Could you update every entry below by swapping "single dot" for "single marker" and leaving everything else as it is? Leave the pictures out of your answer.

-- Excerpted data start --

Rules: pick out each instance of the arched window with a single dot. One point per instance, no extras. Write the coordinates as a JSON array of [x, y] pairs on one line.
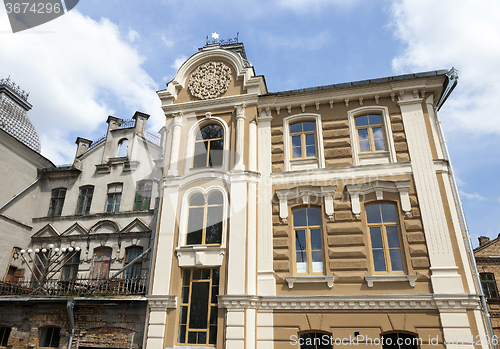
[[315, 340], [385, 238], [49, 337], [4, 335], [122, 148], [205, 219], [400, 340], [208, 147], [57, 201], [134, 272], [308, 240], [303, 140], [369, 129]]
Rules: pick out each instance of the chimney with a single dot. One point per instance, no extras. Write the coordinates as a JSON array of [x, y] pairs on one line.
[[140, 122], [113, 124], [82, 146], [483, 240]]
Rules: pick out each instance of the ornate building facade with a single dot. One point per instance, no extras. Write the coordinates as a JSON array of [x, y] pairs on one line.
[[287, 217]]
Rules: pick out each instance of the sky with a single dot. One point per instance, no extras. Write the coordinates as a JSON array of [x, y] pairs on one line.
[[109, 57]]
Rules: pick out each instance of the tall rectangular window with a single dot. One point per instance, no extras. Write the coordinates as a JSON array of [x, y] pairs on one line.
[[198, 307], [385, 238], [134, 272], [370, 133], [308, 240], [57, 201], [489, 285], [143, 195], [114, 197], [71, 264], [84, 200]]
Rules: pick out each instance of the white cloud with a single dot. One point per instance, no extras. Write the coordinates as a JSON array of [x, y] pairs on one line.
[[464, 34], [178, 62], [133, 35], [75, 68], [474, 196]]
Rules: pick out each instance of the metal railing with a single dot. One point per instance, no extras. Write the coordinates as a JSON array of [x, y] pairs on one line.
[[76, 287]]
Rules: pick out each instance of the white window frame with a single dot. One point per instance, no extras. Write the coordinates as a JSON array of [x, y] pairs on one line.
[[303, 164], [201, 255], [188, 163], [369, 158]]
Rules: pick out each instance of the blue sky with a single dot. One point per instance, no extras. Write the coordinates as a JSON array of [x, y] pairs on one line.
[[109, 57]]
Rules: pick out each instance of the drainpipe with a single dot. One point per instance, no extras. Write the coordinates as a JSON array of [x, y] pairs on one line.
[[452, 75], [70, 306], [40, 174]]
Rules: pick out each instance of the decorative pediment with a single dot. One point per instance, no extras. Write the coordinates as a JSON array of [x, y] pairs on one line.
[[136, 226], [309, 194], [358, 191], [47, 231], [75, 230], [104, 227]]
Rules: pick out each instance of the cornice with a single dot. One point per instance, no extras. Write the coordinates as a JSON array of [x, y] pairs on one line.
[[211, 104], [442, 303]]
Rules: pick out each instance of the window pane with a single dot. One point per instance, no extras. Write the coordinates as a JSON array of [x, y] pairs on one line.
[[361, 120], [296, 141], [389, 213], [313, 216], [376, 237], [197, 200], [296, 127], [214, 225], [195, 226], [198, 316], [373, 214], [299, 217], [200, 154], [296, 152], [308, 126], [316, 239], [378, 260], [375, 119], [215, 198], [396, 260]]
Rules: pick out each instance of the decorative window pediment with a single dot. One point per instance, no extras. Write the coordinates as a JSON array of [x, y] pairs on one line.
[[379, 187], [309, 194]]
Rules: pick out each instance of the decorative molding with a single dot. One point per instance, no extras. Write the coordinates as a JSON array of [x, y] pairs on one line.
[[379, 187], [308, 194], [447, 303], [210, 80], [309, 279], [390, 278], [161, 303]]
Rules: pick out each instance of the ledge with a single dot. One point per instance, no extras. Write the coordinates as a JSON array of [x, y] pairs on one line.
[[309, 279], [391, 278]]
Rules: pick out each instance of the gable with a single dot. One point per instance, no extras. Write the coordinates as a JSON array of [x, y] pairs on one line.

-- Excerpted data end --

*Solution to the exercise*:
Rules: pick out each instance of the arched window with a single marker. One point per instance, no extras. Write the coordinates as a JSON array of [x, y] pairs on one line.
[[315, 340], [385, 238], [49, 337], [4, 335], [122, 148], [205, 219], [400, 340], [208, 147], [57, 201], [134, 272], [308, 240], [303, 140], [369, 129]]
Rules: pick out each instance of the chimney with a single marker. One point per instance, no extras. Write the coordinates as a JSON array of [x, y] pairs on one line.
[[140, 122], [113, 124], [82, 146], [483, 240]]
Rules: pick out each instance of the ornate building facade with a single marker. One point per instance, no extras. Write the coordinates as a JSON array of [x, y] pairs on one line.
[[287, 217]]
Rules: pick out each instance of the sky with a single marker. One point per instance, no extras. Write the coordinates as a JSON array of [x, y] pairs on one line.
[[109, 57]]
Rules: pick out each instance of the tall rectangular window with a single marker. One point per instance, no extras. Write the coordinates as a JSON array of [x, y] pairs on one line.
[[198, 307], [385, 238], [134, 272], [370, 133], [308, 240], [57, 201], [489, 285], [143, 195], [114, 197], [71, 264], [84, 200]]
Rules: pick out each instance of the white cloud with a single marker. One point per instance, no extras. Write the coordinates as a JSON array of [x, y] pairs on one line.
[[464, 34], [178, 62], [133, 35], [75, 68], [474, 196]]
Rules: pick out each instance of the metal railing with a single marker. One point per instance, no extras. Write the coordinates as a JSON array of [x, y] pairs on one line.
[[76, 287]]
Rules: pick out each instance of the white window frame with a single marker. One point per instance, no extras. Write the coordinates as a JSON array of [x, y] pairs on one line.
[[303, 164], [201, 255], [188, 163], [369, 158]]
Rules: pick out each instance of the blue sky with a single marker. One point per instance, no extras. Write the coordinates as a JSON array of [x, y] pairs on one line.
[[109, 57]]
Rules: pick out each instance of the drainpipe with a single marker. One point per instance, no extras. Write the coordinates as a JSON array of [x, y] pairs on one line.
[[452, 75], [70, 306], [40, 174]]
Rules: pick out each instance of the decorative pediment with a single marker. One point per instance, no extras. Write the coordinates as a JSON array of [x, y] pairs on one line.
[[136, 226], [309, 194], [358, 191], [47, 231], [75, 230], [104, 227]]
Rules: pick out each instance of the cornice with a single marker. One point per instance, no extras. Write the coordinates as a JSON array of [x, y] pairs on one line.
[[211, 104], [442, 303]]
Rules: pick out each instance of the window pane with a single marker. One point per instance, no extras. Write the coordinates as a JSON array of [x, y] pairs on one line.
[[361, 120], [296, 141], [389, 213], [313, 216], [376, 237], [197, 200], [296, 127], [214, 225], [195, 226], [198, 316], [373, 214], [299, 217], [200, 154], [296, 152], [308, 126], [316, 239], [378, 260], [375, 119], [215, 198], [396, 260]]
Rules: pick out each instance of the decorative window pediment with a single marker. One point per instance, no extras. Write the coordinates as a JSON array of [x, y] pairs on one line.
[[379, 187], [309, 194]]
Rules: pick out each instance of the decorative molding with a single marker. One point per instance, no extras. Write the coordinates as a JSON array of [x, y] pairs on one line.
[[379, 187], [308, 194], [447, 303], [210, 80], [309, 279], [390, 278], [161, 303]]
Rules: pick out each instance of the ledge with a single marker. One point per instance, no extras. Write the coordinates as a JSON array of [x, y] pairs on one line.
[[309, 279], [391, 278]]
Rules: pick out each instance of the gable with a single marker. One point per instance, no extras. Write the coordinates as a JSON array of [x, y] pairs on one line.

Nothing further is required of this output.